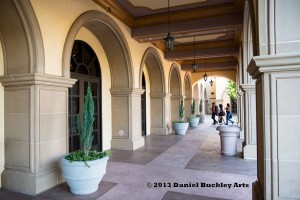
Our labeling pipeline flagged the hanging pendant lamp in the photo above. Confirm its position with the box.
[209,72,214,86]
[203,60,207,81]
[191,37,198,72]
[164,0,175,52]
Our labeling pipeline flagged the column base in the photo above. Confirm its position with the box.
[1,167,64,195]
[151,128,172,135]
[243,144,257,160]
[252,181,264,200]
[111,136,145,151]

====

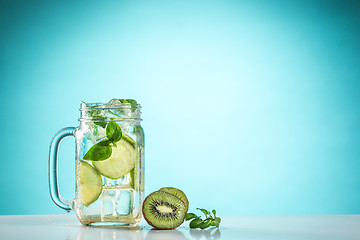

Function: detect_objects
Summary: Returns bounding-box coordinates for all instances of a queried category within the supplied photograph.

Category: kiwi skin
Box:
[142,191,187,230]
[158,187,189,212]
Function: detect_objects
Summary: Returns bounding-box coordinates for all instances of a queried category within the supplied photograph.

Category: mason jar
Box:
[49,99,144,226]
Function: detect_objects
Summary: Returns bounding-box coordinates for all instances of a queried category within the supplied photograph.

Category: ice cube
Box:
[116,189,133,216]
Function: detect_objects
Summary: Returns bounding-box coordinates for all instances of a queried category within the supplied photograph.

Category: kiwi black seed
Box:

====

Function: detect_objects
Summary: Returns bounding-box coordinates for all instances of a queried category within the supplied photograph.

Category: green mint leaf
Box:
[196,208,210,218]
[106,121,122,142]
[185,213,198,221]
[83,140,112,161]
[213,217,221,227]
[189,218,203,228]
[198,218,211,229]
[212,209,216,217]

====

Por favor, edita los datos desde la línea con "Our labeling pipeline flagged the hanging" hasta la línea con "[164,0,175,52]", incluida esta última, y cambia "pendant lamp" por "ceiling lamp" sin tocar nada más. Devuelve solo esas líneas.

Our labeling pipeline flagged the hanging ceiling lamp in the photo above. Confirm its position with the box.
[209,72,214,86]
[203,60,207,81]
[191,37,198,72]
[164,0,175,52]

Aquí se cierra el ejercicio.